**Given problem**
Could you reproduce, word for word, the stretch of the items below from the line containing "Could you please indicate the green stem" through the line containing "(534, 1157)"?

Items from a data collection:
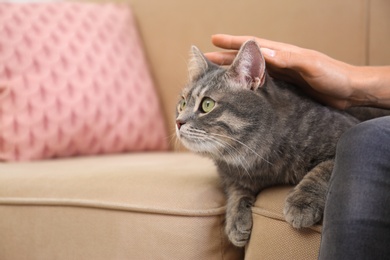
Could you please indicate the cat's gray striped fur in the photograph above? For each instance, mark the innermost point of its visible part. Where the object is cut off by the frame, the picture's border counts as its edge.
(260, 132)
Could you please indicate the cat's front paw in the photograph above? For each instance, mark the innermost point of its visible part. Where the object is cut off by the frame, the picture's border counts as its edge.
(239, 230)
(302, 210)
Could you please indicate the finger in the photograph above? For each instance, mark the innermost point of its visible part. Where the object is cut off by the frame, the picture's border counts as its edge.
(229, 42)
(221, 58)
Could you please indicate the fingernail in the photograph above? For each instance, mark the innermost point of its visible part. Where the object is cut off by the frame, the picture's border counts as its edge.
(267, 52)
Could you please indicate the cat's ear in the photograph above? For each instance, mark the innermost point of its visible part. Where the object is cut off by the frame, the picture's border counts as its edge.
(197, 65)
(248, 68)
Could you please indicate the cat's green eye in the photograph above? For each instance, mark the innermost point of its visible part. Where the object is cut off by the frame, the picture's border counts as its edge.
(207, 105)
(182, 104)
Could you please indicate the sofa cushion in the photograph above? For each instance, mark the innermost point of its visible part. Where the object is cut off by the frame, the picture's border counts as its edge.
(138, 206)
(74, 81)
(274, 238)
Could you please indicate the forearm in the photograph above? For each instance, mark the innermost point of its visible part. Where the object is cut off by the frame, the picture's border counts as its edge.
(371, 86)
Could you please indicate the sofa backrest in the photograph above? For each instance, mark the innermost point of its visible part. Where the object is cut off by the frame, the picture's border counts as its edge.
(354, 31)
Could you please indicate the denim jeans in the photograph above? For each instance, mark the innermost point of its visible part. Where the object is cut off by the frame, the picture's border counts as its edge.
(357, 212)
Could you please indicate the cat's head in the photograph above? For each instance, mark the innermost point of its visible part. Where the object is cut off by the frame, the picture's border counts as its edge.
(219, 108)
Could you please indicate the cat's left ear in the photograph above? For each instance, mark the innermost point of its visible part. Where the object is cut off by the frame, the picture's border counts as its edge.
(248, 68)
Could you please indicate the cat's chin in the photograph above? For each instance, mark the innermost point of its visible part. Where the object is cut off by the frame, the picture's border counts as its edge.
(203, 149)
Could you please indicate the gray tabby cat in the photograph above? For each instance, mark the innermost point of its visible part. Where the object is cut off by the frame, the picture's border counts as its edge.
(259, 132)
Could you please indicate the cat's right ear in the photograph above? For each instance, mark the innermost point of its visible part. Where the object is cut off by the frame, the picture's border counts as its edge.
(197, 65)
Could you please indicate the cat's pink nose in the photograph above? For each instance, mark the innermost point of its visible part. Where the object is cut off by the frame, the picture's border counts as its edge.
(179, 124)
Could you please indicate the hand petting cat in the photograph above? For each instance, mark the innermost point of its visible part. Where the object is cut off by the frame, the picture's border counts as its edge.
(330, 81)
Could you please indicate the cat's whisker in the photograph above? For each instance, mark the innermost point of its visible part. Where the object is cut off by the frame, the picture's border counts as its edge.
(238, 141)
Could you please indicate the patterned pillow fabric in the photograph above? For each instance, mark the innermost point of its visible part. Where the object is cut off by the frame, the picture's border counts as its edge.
(74, 81)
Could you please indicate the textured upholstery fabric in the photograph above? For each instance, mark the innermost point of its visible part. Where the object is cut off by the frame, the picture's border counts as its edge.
(74, 81)
(138, 206)
(272, 237)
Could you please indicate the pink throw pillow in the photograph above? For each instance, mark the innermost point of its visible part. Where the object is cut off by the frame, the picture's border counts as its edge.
(74, 81)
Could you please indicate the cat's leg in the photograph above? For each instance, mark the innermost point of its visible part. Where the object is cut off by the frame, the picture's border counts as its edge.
(306, 202)
(239, 216)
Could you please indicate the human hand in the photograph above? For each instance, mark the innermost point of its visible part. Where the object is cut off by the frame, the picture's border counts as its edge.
(326, 79)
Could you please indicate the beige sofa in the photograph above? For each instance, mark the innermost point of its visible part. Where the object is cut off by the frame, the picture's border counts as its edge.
(170, 205)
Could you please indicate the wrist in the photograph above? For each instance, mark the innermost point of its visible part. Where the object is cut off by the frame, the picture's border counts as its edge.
(370, 86)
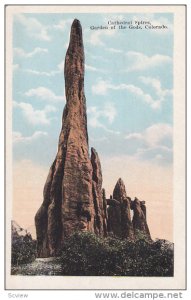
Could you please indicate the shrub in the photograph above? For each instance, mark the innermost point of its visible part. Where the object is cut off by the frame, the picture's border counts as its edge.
(85, 254)
(23, 249)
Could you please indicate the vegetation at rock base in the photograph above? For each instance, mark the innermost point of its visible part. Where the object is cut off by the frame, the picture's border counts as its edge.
(85, 254)
(23, 249)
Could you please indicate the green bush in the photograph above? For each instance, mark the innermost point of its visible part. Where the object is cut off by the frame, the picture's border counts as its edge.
(23, 249)
(86, 254)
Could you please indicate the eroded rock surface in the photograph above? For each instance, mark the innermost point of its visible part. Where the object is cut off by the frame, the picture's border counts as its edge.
(68, 200)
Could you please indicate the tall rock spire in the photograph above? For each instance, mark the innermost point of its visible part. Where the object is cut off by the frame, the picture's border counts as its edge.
(68, 201)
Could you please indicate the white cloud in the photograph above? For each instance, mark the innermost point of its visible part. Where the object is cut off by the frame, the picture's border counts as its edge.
(35, 116)
(44, 94)
(113, 50)
(60, 69)
(139, 61)
(156, 21)
(22, 53)
(153, 144)
(102, 87)
(15, 67)
(96, 116)
(33, 27)
(154, 136)
(96, 36)
(62, 25)
(19, 138)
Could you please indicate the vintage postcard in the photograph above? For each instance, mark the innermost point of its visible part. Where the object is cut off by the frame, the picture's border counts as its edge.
(95, 147)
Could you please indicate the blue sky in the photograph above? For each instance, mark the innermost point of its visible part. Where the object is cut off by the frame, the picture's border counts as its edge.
(128, 85)
(129, 94)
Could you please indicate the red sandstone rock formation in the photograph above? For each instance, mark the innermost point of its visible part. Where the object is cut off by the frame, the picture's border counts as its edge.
(68, 200)
(73, 195)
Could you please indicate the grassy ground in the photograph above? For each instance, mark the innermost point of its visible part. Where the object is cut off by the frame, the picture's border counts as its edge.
(41, 266)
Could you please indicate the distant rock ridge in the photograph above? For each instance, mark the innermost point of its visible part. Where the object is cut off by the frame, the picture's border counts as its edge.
(73, 198)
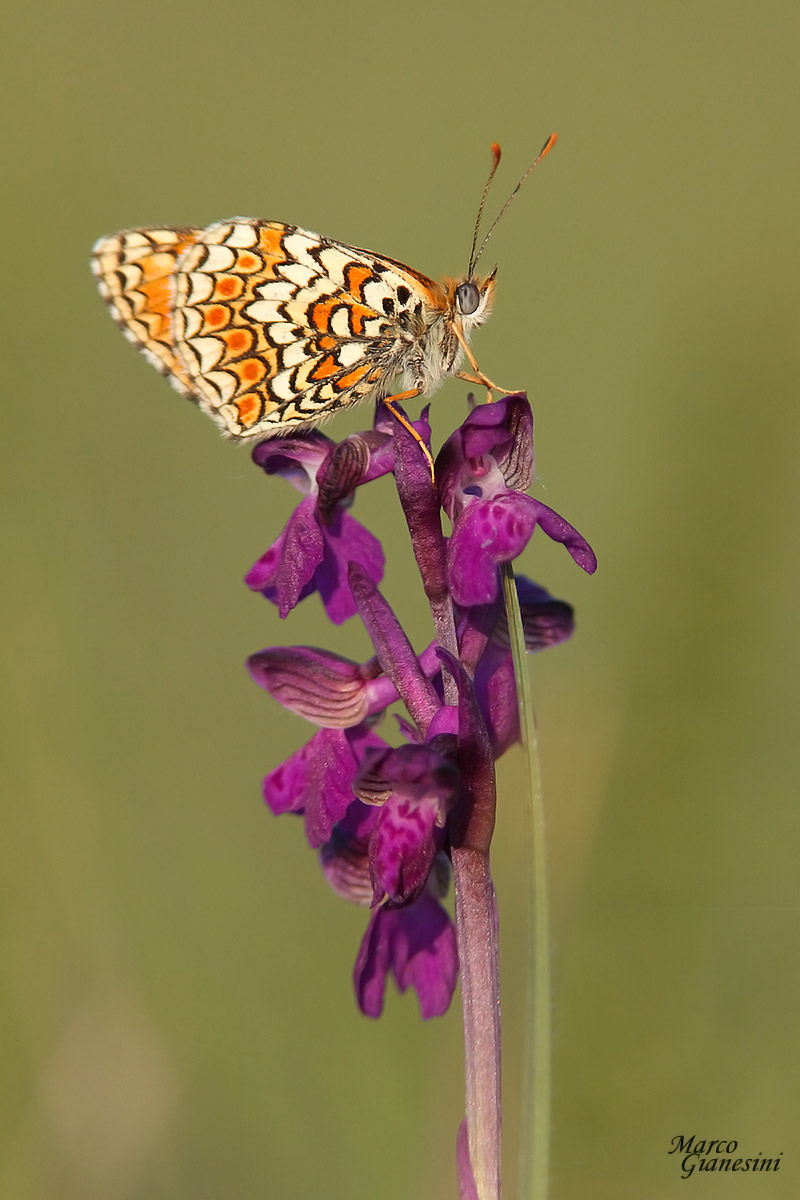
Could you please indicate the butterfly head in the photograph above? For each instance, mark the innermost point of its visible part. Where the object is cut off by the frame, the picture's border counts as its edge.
(471, 299)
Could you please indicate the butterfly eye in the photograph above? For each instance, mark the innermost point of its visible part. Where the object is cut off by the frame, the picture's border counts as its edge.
(467, 298)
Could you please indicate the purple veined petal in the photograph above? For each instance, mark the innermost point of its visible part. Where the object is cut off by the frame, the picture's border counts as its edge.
(320, 774)
(559, 529)
(403, 846)
(467, 1186)
(344, 858)
(492, 532)
(492, 450)
(346, 541)
(487, 533)
(546, 621)
(322, 687)
(340, 475)
(414, 772)
(417, 946)
(286, 787)
(284, 575)
(495, 690)
(295, 459)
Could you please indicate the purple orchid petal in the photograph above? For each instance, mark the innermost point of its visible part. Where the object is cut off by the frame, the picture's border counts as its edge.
(492, 450)
(495, 689)
(402, 850)
(546, 621)
(467, 1185)
(318, 779)
(416, 787)
(284, 575)
(340, 475)
(497, 531)
(322, 687)
(417, 946)
(296, 459)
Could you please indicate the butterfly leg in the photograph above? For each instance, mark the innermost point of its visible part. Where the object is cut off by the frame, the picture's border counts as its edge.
(390, 405)
(479, 377)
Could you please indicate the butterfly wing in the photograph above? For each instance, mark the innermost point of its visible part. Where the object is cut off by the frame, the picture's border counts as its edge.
(277, 328)
(136, 275)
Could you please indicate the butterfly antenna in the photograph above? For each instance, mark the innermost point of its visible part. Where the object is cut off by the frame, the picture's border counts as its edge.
(495, 163)
(546, 149)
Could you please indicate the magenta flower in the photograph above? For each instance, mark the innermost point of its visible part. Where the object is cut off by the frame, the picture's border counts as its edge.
(392, 823)
(480, 471)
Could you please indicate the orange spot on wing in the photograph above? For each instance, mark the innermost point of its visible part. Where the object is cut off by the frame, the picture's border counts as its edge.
(326, 367)
(238, 340)
(320, 315)
(250, 409)
(355, 276)
(158, 305)
(228, 288)
(352, 377)
(247, 262)
(270, 244)
(250, 371)
(216, 317)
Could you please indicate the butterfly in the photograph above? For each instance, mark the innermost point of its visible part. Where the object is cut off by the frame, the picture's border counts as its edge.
(272, 329)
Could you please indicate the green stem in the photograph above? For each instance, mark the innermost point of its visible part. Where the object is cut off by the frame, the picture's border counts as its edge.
(534, 1157)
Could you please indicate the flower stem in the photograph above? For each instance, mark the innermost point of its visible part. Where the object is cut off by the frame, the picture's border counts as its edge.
(534, 1156)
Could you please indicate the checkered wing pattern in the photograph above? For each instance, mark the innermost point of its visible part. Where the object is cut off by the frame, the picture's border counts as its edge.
(269, 327)
(136, 276)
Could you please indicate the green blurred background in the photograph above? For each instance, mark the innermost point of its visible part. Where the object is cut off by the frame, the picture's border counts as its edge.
(176, 975)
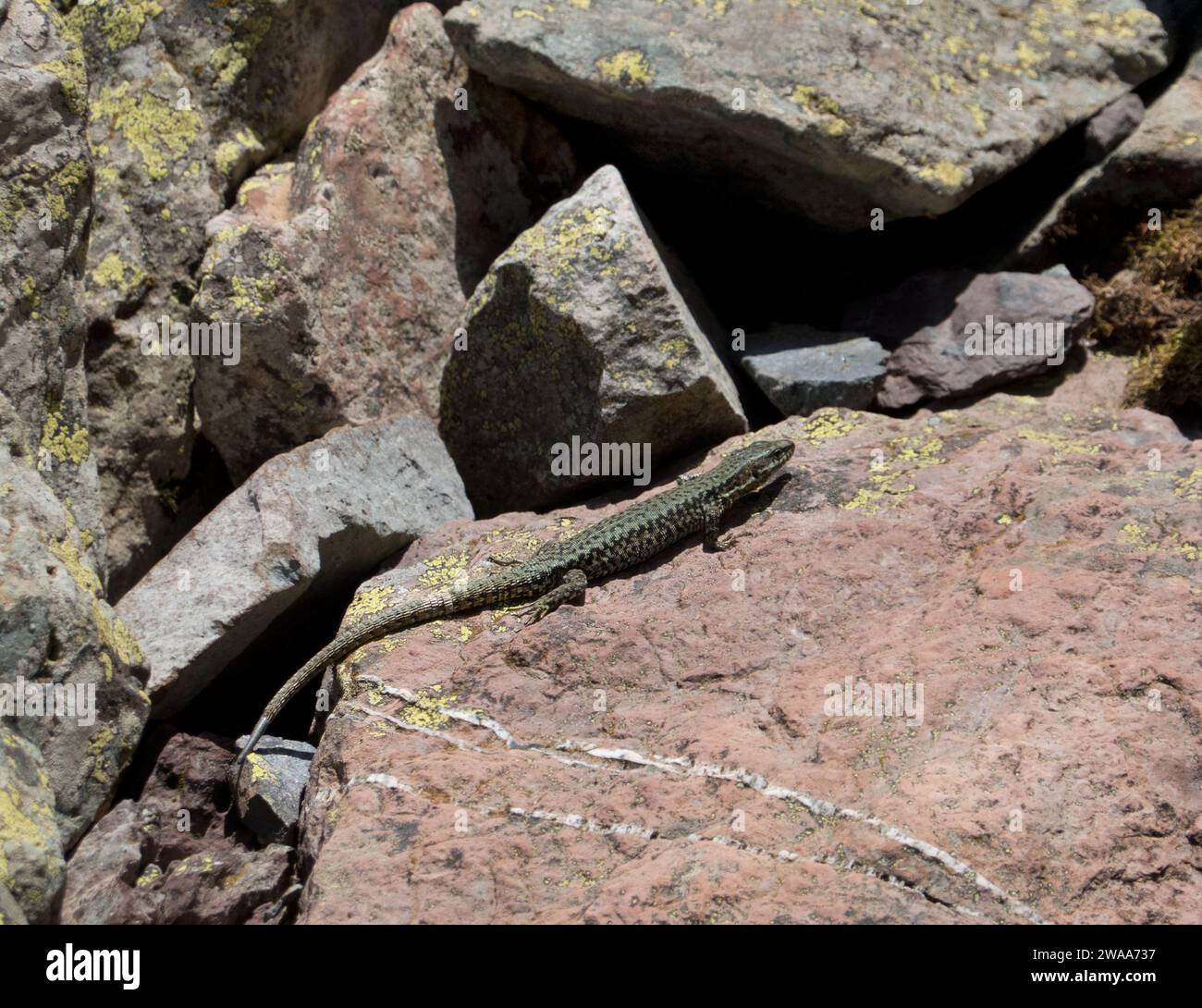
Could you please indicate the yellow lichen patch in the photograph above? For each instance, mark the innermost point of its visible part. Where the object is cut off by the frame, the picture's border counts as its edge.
(945, 173)
(116, 635)
(28, 825)
(369, 603)
(156, 130)
(121, 20)
(97, 747)
(828, 424)
(113, 272)
(904, 455)
(1190, 487)
(444, 571)
(251, 295)
(1061, 445)
(626, 68)
(428, 708)
(260, 770)
(674, 350)
(72, 79)
(461, 634)
(820, 104)
(61, 439)
(569, 240)
(151, 875)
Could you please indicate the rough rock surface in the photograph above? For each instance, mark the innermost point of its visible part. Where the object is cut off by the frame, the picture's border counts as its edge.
(668, 751)
(1112, 125)
(56, 632)
(828, 106)
(31, 843)
(583, 327)
(271, 784)
(802, 369)
(46, 179)
(932, 314)
(177, 854)
(307, 520)
(184, 100)
(349, 275)
(1158, 165)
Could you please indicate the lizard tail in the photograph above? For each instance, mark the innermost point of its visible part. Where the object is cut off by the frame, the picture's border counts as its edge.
(335, 651)
(337, 648)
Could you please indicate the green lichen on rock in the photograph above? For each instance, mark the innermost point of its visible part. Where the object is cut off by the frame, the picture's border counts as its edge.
(1152, 311)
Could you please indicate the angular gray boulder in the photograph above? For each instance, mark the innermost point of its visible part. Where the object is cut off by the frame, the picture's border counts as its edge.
(957, 333)
(830, 108)
(348, 268)
(46, 196)
(1157, 167)
(320, 514)
(71, 672)
(582, 328)
(801, 368)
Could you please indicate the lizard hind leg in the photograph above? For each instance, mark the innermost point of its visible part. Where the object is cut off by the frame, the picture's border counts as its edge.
(571, 587)
(712, 539)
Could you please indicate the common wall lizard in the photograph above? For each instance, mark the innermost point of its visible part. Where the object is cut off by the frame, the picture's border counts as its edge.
(561, 569)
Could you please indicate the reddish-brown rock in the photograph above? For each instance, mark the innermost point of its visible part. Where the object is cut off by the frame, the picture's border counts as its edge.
(664, 753)
(176, 855)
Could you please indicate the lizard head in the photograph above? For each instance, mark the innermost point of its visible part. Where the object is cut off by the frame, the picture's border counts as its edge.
(752, 468)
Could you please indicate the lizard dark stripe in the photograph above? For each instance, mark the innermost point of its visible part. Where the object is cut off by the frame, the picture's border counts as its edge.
(561, 569)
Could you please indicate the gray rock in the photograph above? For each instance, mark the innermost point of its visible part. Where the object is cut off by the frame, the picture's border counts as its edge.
(58, 634)
(581, 328)
(1159, 165)
(46, 182)
(1112, 125)
(271, 786)
(349, 268)
(828, 108)
(802, 369)
(323, 512)
(10, 909)
(990, 330)
(31, 847)
(185, 100)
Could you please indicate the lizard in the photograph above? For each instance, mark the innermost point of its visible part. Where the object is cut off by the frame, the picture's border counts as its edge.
(561, 569)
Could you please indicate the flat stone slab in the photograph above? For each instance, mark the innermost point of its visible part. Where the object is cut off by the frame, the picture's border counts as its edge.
(319, 514)
(828, 107)
(801, 368)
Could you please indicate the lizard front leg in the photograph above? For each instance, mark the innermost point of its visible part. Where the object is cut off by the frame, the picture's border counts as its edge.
(571, 587)
(712, 539)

**Correct answer**
Could you please indicate the green stem in the photograph above? For each instance, mark the innermost point of its visible part. Where the object is cut off by the frame, the picture's border counts as its edge.
(534, 1157)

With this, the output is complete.